# Set exercise
Read the data and repeat it in full, exactly.

# Input material
--------------------------------------------------

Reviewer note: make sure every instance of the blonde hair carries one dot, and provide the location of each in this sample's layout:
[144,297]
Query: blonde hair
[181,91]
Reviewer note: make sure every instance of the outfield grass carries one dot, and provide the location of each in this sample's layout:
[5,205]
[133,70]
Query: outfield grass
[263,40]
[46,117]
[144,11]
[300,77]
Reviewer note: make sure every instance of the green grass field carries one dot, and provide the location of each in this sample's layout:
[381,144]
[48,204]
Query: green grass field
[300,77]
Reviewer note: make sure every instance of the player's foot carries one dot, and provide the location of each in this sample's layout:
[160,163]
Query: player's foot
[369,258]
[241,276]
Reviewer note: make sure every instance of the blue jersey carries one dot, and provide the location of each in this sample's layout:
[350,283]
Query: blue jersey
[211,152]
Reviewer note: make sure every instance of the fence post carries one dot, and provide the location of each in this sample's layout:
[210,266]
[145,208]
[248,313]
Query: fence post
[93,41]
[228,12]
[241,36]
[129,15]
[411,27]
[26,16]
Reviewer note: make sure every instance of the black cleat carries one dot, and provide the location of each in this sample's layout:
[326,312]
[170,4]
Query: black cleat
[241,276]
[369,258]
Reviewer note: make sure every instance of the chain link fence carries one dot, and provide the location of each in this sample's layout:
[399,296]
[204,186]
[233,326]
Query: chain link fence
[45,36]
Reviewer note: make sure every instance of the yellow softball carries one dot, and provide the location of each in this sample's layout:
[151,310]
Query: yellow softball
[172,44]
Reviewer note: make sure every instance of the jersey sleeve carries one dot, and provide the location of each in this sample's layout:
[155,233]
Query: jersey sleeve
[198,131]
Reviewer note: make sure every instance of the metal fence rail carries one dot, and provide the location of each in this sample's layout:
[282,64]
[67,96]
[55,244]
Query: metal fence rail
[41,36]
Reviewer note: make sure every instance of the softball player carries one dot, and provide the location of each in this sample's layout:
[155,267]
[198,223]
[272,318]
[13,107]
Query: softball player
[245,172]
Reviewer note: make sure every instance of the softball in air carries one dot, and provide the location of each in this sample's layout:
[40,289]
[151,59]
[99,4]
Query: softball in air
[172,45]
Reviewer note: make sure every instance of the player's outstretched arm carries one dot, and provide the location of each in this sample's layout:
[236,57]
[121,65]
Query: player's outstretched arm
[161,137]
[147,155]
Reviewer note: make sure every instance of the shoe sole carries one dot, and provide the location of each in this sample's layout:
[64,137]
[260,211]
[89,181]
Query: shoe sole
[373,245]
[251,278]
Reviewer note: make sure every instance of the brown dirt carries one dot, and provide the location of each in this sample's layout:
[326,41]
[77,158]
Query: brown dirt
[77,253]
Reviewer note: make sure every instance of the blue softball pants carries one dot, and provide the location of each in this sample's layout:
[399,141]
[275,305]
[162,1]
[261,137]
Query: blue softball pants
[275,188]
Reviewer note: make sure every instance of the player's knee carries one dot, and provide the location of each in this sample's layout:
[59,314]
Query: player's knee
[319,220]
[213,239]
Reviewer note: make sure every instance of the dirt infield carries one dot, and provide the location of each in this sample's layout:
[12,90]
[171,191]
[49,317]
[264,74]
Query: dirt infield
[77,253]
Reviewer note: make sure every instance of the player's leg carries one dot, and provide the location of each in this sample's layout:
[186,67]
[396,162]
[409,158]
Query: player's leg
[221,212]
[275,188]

--------------------------------------------------

# Final result
Reviewer note: make sure every instance of the blonde hair carries one dot, and provide the location of each in this sample's layout:
[144,297]
Query: blonde hair
[181,91]
Reviewer note: make sure every instance of the outfield grass carries one dot, and provide the location of each in this sample's layout:
[5,205]
[133,70]
Query: outfield grass
[263,40]
[46,117]
[144,11]
[300,77]
Reviewer note: make sure every instance of the green grass field carries one dot, and provide the location of each in this sample's layout:
[381,144]
[48,204]
Query: green grass field
[300,77]
Reviewer note: make sure every instance of the player's foot carries one dot, and provide the location of each in this sample's layout:
[160,163]
Query: player's foot
[369,258]
[241,276]
Reviewer note: make sure every instance of the blue jersey carries one dot, and provide the location of each in this sample's layout:
[350,283]
Query: blue jersey
[211,152]
Reviewer note: make sure every instance of the fence post carries one dot, and provide the location of each in this sample's layout:
[210,266]
[145,208]
[248,313]
Query: fence post
[93,41]
[228,12]
[241,36]
[129,15]
[411,27]
[26,16]
Reviewer note: make sure every instance of the black cleat carries one dot, and provide the location of each in this sample's layout:
[326,312]
[170,4]
Query: black cleat
[241,276]
[369,258]
Reviewer note: make sure every instance of the chain link fence carries one dot, and provide the location of each in this sample's layout:
[399,296]
[204,186]
[233,326]
Query: chain link fence
[45,36]
Reviewer note: make sure every instance of the yellow softball carries one dot, and provide the location of each in this sample's layout:
[151,310]
Query: yellow softball
[172,44]
Reviewer note: make sure every instance of the jersey sleeve carries one dot, and provide the location of each in this sample's layout:
[155,233]
Query: jersey sleeve
[198,131]
Reviewer note: make sure every instance of the metal fence rail carries one dot, and provide the location of each in this sample's layout:
[282,64]
[67,96]
[55,244]
Query: metal fence rail
[41,36]
Reviewer note: make sure every instance of the softball player carries one dot, and provide the location of each in this sample's layout:
[155,267]
[198,223]
[272,318]
[13,107]
Query: softball player
[245,172]
Reviewer note: make sure every instance of the softball in air carries one dot, and provide the location of each in this sample's layout:
[40,289]
[151,59]
[99,4]
Query: softball in air
[172,45]
Reviewer note: make sure every instance of the player's outstretched arm carries one dot, and provide the location of each in this sample's layout:
[236,57]
[121,65]
Query: player's outstretched arm
[161,137]
[147,155]
Reviewer note: make sure every instance of the shoe sole carries one dot, and provide the location of each in this sample's layout:
[64,137]
[260,211]
[89,181]
Query: shoe sole
[373,245]
[251,278]
Reviewer note: make sure every instance of the brown dirt carries one dot, and provide the location of each in this sample's layout:
[326,41]
[77,158]
Query: brown dirt
[77,253]
Reviewer note: make sure every instance of the blue softball pants carries one dot, and provide the location of each in this sample's layout:
[399,141]
[275,305]
[162,1]
[261,137]
Query: blue softball pants
[275,188]
Reviewer note: make sure every instance of the player's knee carries one dot, and provide the location of each in this sample's layout:
[59,314]
Query: player's knee
[319,220]
[213,239]
Reviewer note: make sure every instance of the dirt infield carries one dot, and provide the location of each in this sample's layout:
[12,90]
[171,191]
[49,317]
[264,74]
Query: dirt infield
[77,253]
Reviewer note: make sure every instance of the player's leg carries one dot, and provide the location of each in this sample's layout:
[186,67]
[396,162]
[409,158]
Query: player's leg
[221,212]
[275,188]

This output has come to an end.